──────── PROVIDED INFORMATION

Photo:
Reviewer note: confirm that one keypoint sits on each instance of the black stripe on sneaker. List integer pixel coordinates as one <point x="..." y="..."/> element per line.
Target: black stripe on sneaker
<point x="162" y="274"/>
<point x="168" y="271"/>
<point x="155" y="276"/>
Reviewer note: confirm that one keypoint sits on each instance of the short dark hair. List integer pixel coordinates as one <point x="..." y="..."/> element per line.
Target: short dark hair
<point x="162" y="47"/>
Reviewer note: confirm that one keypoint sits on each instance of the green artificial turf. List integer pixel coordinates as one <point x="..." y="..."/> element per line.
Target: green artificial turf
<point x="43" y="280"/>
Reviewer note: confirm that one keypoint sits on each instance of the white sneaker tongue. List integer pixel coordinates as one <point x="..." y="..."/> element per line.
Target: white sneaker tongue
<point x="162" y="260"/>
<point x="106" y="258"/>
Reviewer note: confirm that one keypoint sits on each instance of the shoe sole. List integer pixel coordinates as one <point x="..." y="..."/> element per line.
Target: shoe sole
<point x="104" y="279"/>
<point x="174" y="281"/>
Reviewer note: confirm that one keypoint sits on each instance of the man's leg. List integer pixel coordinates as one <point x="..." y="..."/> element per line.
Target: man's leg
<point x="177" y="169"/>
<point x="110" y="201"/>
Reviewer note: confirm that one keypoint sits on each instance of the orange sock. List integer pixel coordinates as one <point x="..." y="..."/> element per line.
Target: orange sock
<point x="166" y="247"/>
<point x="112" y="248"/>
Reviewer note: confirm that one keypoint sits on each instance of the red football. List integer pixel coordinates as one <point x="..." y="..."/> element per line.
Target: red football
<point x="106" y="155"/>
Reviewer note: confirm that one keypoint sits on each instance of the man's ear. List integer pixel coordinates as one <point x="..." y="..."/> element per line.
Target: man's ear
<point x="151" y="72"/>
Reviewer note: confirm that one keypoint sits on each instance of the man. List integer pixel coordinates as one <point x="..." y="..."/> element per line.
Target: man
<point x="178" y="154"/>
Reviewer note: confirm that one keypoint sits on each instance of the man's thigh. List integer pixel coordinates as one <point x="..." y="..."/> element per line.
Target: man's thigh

────────────────

### [GIVEN EXERCISE]
Render the data above as a Markdown table with two columns, Row and Line, giving each nonblank line its own numbered row and omitting blank lines.

### [COMPLETED TASK]
| Row | Line |
|---|---|
| 1 | Photo: |
| 2 | Reviewer note: confirm that one keypoint sits on each instance of the black stripe on sneaker. List integer pixel coordinates as one <point x="..." y="..."/> element per line. |
| 3 | Target: black stripe on sneaker |
| 4 | <point x="162" y="274"/> |
| 5 | <point x="168" y="271"/> |
| 6 | <point x="155" y="276"/> |
| 7 | Reviewer note: confirm that one keypoint sits on each instance of the short dark hair. List integer pixel coordinates as one <point x="..." y="..."/> element per line. |
| 8 | Target: short dark hair |
| 9 | <point x="162" y="47"/> |
| 10 | Reviewer note: confirm that one keypoint sits on each instance of the green artificial turf. List integer pixel coordinates as one <point x="..." y="..."/> element per line. |
| 11 | Target: green artificial turf |
| 12 | <point x="43" y="280"/> |
| 13 | Reviewer note: confirm that one keypoint sits on each instance of the white sneaker tongue. List integer pixel coordinates as one <point x="..." y="..."/> element per line. |
| 14 | Target: white sneaker tongue |
| 15 | <point x="162" y="260"/> |
| 16 | <point x="106" y="258"/> |
| 17 | Reviewer note: confirm that one keypoint sits on each instance of the shoe sole. List integer pixel coordinates as one <point x="..." y="..."/> element per line. |
| 18 | Target: shoe sole |
| 19 | <point x="104" y="279"/> |
| 20 | <point x="174" y="281"/> |
| 21 | Reviewer note: confirm that one keypoint sits on each instance of the man's leg. List integer pixel coordinates as one <point x="..." y="..."/> element per line. |
| 22 | Target: man's leg |
| 23 | <point x="177" y="169"/> |
| 24 | <point x="110" y="201"/> |
| 25 | Reviewer note: confirm that one keypoint sits on each instance of the orange sock. List integer pixel coordinates as one <point x="..." y="..."/> element per line. |
| 26 | Target: orange sock |
| 27 | <point x="166" y="247"/> |
| 28 | <point x="112" y="248"/> |
| 29 | Reviewer note: confirm that one keypoint sits on each instance of the red football. List integer pixel coordinates as one <point x="..." y="..."/> element per line. |
| 30 | Target: red football |
| 31 | <point x="106" y="155"/> |
| 32 | Reviewer note: confirm that one keypoint sits on each instance of the man's ear. List integer pixel coordinates as one <point x="..." y="..."/> element per line. |
| 33 | Target: man's ear |
| 34 | <point x="151" y="72"/> |
| 35 | Reviewer note: confirm that one keypoint sits on each instance of the man. List integer pixel coordinates as one <point x="..." y="..."/> element per line. |
| 36 | Target: man |
| 37 | <point x="178" y="154"/> |
| 38 | Reviewer note: confirm that one keypoint sits on each instance of the man's thigh. List integer pixel coordinates as one <point x="..." y="..."/> element per line. |
| 39 | Target: man's thigh |